* [WHAT TO WORK ON]:
Where the data below begins, start retyping exactly, and end on the line with "Mark every instance of the girl's hand", which is included; no picture goes in.

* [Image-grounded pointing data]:
———

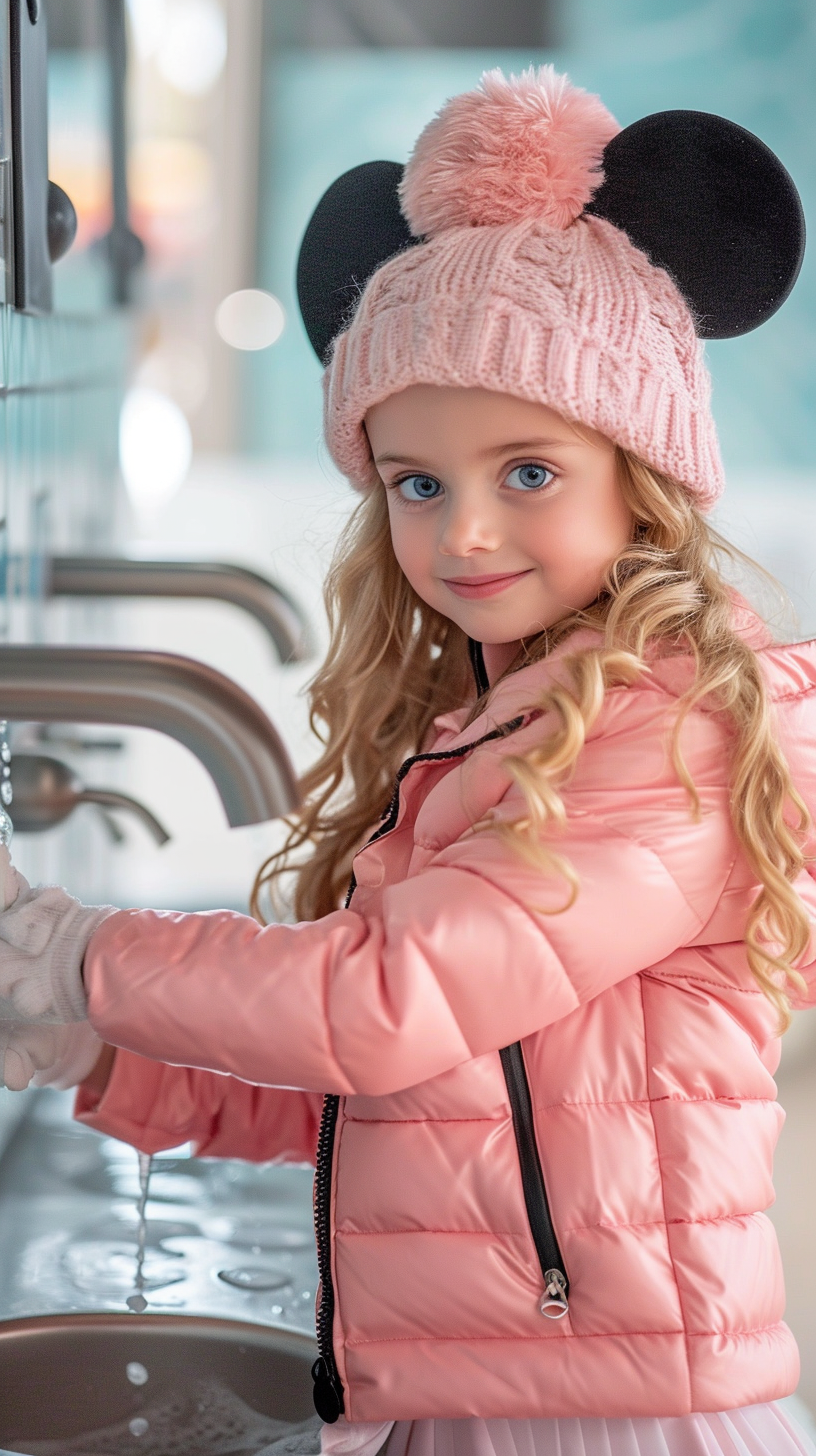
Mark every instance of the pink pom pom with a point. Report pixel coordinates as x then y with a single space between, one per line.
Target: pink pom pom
520 146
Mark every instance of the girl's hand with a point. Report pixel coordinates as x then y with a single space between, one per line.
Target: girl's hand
48 1056
44 934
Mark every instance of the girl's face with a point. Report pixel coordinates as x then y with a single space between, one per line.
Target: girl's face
503 517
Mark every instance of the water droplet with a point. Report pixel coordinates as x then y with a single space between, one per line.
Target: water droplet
254 1279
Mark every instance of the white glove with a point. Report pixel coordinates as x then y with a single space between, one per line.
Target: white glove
48 1056
44 935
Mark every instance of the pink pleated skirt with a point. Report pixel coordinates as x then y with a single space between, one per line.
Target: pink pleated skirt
754 1430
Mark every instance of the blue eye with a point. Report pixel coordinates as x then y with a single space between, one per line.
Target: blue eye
529 476
418 488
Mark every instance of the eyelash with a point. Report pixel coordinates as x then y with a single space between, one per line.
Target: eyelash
413 475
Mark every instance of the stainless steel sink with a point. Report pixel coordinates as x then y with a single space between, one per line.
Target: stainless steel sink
153 1383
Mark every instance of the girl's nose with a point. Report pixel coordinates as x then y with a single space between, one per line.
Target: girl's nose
468 526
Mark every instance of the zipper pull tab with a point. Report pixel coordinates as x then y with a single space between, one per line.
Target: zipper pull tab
554 1302
327 1394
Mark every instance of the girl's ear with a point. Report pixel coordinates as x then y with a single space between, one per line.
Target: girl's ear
713 206
356 226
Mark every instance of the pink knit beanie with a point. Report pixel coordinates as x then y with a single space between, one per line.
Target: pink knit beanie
518 290
507 280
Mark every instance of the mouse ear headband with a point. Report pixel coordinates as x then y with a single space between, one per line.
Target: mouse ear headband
534 249
701 197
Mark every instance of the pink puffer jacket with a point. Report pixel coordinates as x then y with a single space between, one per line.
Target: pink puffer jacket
547 1155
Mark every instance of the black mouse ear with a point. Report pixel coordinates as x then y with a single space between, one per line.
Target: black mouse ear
356 226
713 206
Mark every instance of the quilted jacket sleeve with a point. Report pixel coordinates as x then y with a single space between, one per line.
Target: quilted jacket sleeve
156 1107
459 960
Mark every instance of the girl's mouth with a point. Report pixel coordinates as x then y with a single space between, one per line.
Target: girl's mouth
484 586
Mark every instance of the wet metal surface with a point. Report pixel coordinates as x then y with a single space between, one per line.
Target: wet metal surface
69 1229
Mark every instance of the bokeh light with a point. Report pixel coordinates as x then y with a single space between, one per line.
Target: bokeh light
193 45
249 319
155 449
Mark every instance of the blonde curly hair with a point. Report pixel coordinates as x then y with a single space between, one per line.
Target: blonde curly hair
373 701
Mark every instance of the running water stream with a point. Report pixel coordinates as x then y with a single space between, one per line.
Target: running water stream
137 1302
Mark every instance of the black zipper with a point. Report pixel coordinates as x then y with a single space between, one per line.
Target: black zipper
328 1386
554 1302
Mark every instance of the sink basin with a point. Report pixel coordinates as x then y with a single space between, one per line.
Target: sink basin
152 1383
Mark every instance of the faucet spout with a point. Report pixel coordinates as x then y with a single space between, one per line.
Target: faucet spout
207 712
124 577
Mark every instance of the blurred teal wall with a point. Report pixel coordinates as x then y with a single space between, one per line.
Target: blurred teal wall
751 60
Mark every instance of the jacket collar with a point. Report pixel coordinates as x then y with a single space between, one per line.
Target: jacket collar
516 695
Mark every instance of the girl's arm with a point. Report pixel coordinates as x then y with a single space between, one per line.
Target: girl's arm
459 960
156 1107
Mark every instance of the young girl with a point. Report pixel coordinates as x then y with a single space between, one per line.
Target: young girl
570 778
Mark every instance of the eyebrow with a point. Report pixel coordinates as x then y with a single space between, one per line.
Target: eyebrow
513 447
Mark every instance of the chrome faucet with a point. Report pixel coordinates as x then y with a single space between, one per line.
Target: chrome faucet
178 696
47 791
123 577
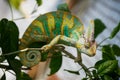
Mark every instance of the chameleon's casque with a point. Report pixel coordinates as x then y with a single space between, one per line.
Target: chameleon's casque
45 28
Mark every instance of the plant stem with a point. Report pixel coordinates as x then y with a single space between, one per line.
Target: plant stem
11 9
80 63
103 41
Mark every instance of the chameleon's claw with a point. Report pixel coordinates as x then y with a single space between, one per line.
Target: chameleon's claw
45 48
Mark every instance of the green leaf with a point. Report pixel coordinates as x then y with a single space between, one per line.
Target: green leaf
85 79
9 37
73 72
63 7
116 50
115 31
39 2
56 62
98 63
2 58
107 67
25 76
107 53
99 27
3 77
15 3
106 77
39 45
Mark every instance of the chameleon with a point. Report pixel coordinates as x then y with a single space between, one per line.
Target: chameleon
56 27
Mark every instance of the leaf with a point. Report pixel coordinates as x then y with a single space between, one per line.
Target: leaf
15 3
106 77
73 72
85 79
56 62
116 50
39 2
107 67
98 63
39 45
3 77
9 37
63 7
16 67
2 58
25 76
115 31
107 53
99 27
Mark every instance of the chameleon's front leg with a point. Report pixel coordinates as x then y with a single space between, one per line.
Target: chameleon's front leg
59 39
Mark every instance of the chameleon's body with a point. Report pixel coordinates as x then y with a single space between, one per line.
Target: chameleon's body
58 27
50 25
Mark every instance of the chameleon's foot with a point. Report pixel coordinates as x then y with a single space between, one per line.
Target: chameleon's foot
45 48
78 60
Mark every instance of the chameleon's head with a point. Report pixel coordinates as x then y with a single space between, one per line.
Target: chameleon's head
89 45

———

* [ANSWER BOX]:
Mark every instance of the pink pom pom with a point. Report pixel coordinates as x then y with a single space between, one per line.
Target: pink pom pom
520 146
Mark every instance of the girl's hand with a point. Report pixel coordinates as x then y with a single space between, one per line.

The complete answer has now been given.